(Passage provided)
--- Begin ---

1930s U-King Type Banjo Ukulele

These unknown-maker (maybe Richter?), "U-king-tailpiece" banjo-ukes always give me deja vu because I've worked on so many of them, now. This one's in decent shape, overall, but a bit grungy. It's a customer's instrument and received a fret level/dress, a new "neck bolt," a replacement bridge, much cleaning, and a good setup. It's playing just as it should and, remarkably, once these are setup correctly, they have pretty warm tone and lots of volume -- albeit with a lot of extra overtones that tend to need some damping to get them calmed-down.

A lot of these ukes have a 14" scale, but this one has a more-regular 13" soprano scale and that places the bridge in a "friendlier" place for warmer/fuller tone.

Luckily, the frets were fairly level so they only needed a light level/dress to get them in order.

The Grover Non-Tip bridge is period but not original to it. It's a 5/8" bridge which is interesting -- most banjo-ukes that don't have shimmed-up neck joints tend to favor 1/2" or lower bridges.

The rim and "flange" are all one piece and plated in nickel-silver.

A replacement set-screw was all that was needed to get the original friction pegs working smoothly.

Everything except the bridge and strings is original to the instrument.

The tailpiece on these runs over the "hump" of the riveted section of the tension hoop, so often the two middle strings need to be knotted-up and string up through the top holes as they won't fit into the space under the tailpiece because of the hump/bump.

Here's my new "neck bolt" -- these ukes never had a neck brace and as a result the joint was often "spongy" and moved around a lot (see how much extra space is around the dowel hole?) -- so I do this to every one of them. It's hidden under the lip of the rim, anyway.


Debbie Quick said…
Mr. Wildwood...

--- End ---

Records from a point-labeling set

--- Begin ---

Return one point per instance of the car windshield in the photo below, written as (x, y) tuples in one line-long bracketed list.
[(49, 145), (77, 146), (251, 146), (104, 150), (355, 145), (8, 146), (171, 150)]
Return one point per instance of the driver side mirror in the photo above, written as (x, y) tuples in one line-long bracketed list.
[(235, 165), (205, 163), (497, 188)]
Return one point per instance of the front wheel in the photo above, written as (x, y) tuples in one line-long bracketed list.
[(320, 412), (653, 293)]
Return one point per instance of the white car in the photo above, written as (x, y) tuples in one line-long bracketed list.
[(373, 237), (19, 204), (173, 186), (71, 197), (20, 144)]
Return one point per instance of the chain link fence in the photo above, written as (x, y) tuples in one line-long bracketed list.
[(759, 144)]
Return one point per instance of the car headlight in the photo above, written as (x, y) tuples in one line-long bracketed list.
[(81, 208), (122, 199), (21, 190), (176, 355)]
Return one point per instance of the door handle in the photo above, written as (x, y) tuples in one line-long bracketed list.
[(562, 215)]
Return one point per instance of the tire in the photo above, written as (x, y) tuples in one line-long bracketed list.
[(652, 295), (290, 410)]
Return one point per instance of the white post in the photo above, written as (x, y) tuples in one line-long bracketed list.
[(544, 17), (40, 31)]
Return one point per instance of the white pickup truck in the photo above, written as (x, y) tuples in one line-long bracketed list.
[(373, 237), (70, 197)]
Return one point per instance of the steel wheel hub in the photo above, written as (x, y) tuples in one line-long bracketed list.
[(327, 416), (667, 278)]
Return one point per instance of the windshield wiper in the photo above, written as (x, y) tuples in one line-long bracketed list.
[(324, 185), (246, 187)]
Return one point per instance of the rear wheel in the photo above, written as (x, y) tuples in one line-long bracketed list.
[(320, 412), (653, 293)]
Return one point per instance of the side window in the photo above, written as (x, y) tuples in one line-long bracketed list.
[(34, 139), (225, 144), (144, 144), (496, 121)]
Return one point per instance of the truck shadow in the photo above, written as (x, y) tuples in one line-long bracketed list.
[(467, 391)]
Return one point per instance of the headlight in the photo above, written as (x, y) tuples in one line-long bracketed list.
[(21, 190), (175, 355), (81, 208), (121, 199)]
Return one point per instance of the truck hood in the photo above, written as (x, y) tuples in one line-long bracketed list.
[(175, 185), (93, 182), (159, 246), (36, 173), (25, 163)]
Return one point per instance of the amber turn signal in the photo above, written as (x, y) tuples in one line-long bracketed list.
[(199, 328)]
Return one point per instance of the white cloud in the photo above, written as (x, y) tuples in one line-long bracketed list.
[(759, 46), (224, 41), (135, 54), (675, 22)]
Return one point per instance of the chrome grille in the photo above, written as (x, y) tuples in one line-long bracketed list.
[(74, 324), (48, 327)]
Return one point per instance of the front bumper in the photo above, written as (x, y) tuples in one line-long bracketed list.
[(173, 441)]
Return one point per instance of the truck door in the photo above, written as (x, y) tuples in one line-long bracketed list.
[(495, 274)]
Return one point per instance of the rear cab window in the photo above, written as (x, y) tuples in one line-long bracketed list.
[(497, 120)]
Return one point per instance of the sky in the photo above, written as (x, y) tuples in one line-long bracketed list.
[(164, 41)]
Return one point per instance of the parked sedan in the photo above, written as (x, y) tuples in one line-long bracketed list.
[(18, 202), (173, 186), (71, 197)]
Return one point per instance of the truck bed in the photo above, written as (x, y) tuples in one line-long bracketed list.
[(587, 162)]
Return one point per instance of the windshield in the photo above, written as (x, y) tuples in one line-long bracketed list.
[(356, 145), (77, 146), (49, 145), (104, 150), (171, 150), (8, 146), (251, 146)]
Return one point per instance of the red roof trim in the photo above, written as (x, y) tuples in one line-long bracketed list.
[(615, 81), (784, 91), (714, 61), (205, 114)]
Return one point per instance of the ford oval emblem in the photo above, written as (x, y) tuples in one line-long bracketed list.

--- End ---

(What to work on)
**a.** Answer these questions from the banjo-ukulele post:
(i) What scale length does this particular instrument have?
(ii) What size is the Grover Non-Tip bridge?
(iii) What was needed to get the original friction pegs working smoothly?
**b.** Repeat the stretch of the banjo-ukulele post from "A lot of these" through "to the instrument.".

(Task results)
**a.**
(i) A 13" soprano scale
(ii) 5/8"
(iii) A replacement set-screw

**b.**
A lot of these ukes have a 14" scale, but this one has a more-regular 13" soprano scale and that places the bridge in a "friendlier" place for warmer/fuller tone.

Luckily, the frets were fairly level so they only needed a light level/dress to get them in order.

The Grover Non-Tip bridge is period but not original to it. It's a 5/8" bridge which is interesting -- most banjo-ukes that don't have shimmed-up neck joints tend to favor 1/2" or lower bridges.

The rim and "flange" are all one piece and plated in nickel-silver.

A replacement set-screw was all that was needed to get the original friction pegs working smoothly.

Everything except the bridge and strings is original to the instrument.